[Begin PAGE EXTRACT]
The course trains students in the practice of European law whilst allowing them to acquire the necessary theoretical knowledge to anticipate the evolution, during their professional careers, of a field of law that is in constant change. To satisfy this requirement, the academic staff is made up of high level researchers attached to the ULB but also to other international universities (European University Institute of Florence, HEC Paris, etc. ...) as well as reputed lawyers and members of EU institutions (Court of Justice of the European Union, European Commission etc.).
In addition it relies on the ULB's Institut d'Etudes Européennes which, in parallel to its interdisciplinary research on European integration, gathers teams of researchers specialised in European criminal law, in fundamental rights, in European asylum and immigration law as well as in economic law. This research feeds the content of the courses and fuel the debate around the process of European integration.
The Master's course includes a core part (European constitutional law, jurisdictional protection in the EU, the law of external relations of the EU as well as two courses on the basics of European competition law and internal market).
In addition, students have the option to orient their course to a particular area of European law, be that 'European economic law' or the 'Area of Freedom, Security and Justice'.
Finally, students have to produce a master thesis (tfe) at the end of their studies in one of the three following forms:
TFE 'research' on an issue relating to European law;
Career-oriented TFE combined with an internship;
TFE in the form of participation in a moot court competition (European Law Moot Court Competition or another).
[End PAGE EXTRACT]
[Begin DATASET ENTRIES]
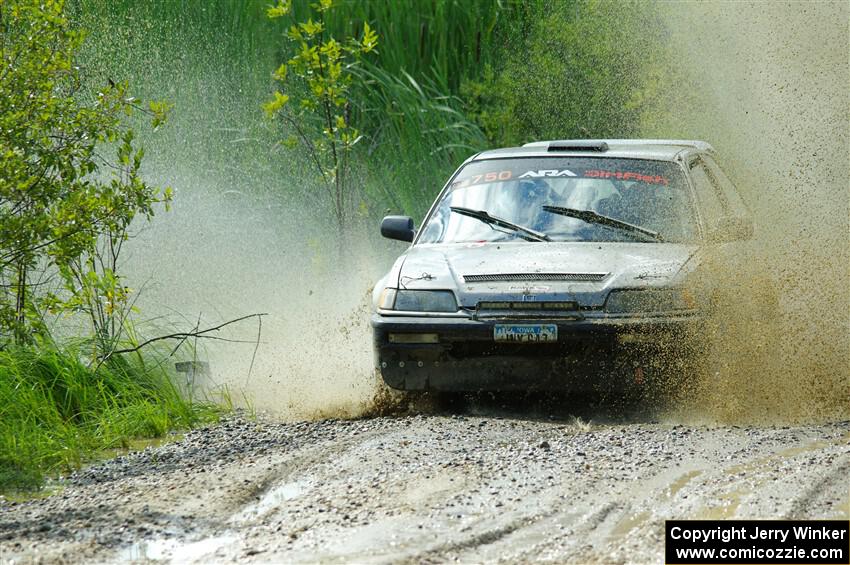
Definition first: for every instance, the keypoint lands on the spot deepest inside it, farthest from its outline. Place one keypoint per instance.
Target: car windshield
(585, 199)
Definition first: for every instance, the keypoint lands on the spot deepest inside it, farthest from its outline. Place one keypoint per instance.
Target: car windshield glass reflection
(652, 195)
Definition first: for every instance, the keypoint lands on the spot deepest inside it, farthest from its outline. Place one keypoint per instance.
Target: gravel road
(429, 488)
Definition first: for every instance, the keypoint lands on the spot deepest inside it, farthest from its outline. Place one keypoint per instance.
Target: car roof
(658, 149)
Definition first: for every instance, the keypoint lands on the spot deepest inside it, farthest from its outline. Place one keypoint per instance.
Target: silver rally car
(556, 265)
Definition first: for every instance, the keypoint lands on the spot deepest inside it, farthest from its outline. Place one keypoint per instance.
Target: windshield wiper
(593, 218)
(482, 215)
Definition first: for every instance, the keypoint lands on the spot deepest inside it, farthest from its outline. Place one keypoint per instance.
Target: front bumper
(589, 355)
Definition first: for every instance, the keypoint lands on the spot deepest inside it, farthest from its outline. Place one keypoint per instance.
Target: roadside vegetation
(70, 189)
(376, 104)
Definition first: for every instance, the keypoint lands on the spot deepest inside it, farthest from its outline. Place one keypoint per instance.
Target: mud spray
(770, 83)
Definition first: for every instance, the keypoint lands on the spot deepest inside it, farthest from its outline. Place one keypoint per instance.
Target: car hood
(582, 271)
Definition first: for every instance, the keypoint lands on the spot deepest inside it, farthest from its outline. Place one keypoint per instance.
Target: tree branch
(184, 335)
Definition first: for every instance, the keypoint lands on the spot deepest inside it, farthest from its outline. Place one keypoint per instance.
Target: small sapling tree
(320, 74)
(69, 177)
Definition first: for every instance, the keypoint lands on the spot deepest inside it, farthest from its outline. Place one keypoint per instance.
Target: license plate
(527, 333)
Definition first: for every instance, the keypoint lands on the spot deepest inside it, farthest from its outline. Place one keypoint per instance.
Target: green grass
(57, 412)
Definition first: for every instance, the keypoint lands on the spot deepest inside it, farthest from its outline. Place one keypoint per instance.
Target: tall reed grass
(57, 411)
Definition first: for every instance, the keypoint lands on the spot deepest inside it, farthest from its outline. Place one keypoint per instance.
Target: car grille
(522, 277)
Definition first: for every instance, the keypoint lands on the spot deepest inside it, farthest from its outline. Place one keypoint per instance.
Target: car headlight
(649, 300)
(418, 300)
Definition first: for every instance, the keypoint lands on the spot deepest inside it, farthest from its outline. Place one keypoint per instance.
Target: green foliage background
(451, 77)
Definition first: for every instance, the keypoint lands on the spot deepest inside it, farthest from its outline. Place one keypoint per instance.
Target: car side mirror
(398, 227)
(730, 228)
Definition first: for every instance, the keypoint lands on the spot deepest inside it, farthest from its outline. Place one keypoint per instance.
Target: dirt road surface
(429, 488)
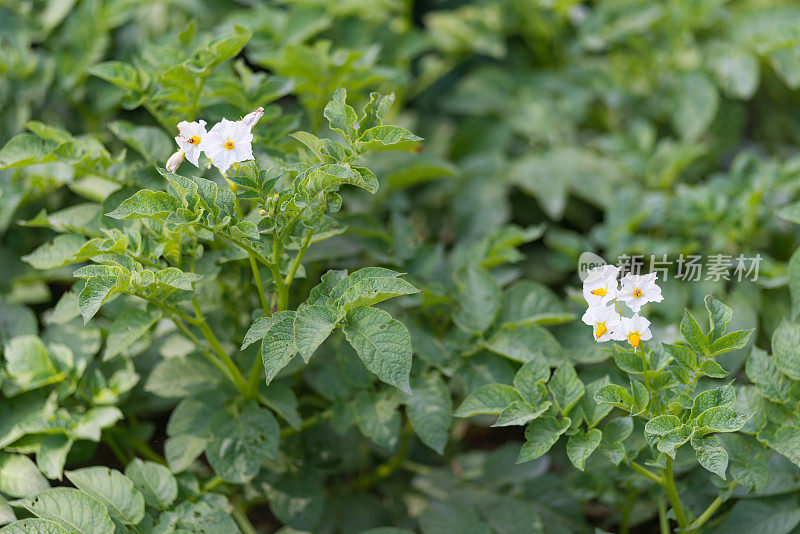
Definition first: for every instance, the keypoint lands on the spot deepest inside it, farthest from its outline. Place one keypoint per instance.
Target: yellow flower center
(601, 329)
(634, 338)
[End DATASET ENTRIES]
▸ STATED EXERCISE 1:
From the course description above, print the passage starting at "In addition it" and ending at "and internal market).".
▸ STATED EXERCISE 2:
According to the course description above, which two particular areas of European law may students orient their course toward?

▸ CORRECT OUTPUT 1:
In addition it relies on the ULB's Institut d'Etudes Européennes which, in parallel to its interdisciplinary research on European integration, gathers teams of researchers specialised in European criminal law, in fundamental rights, in European asylum and immigration law as well as in economic law. This research feeds the content of the courses and fuel the debate around the process of European integration.
The Master's course includes a core part (European constitutional law, jurisdictional protection in the EU, the law of external relations of the EU as well as two courses on the basics of European competition law and internal market).

▸ CORRECT OUTPUT 2:
European economic law and the Area of Freedom, Security and Justice.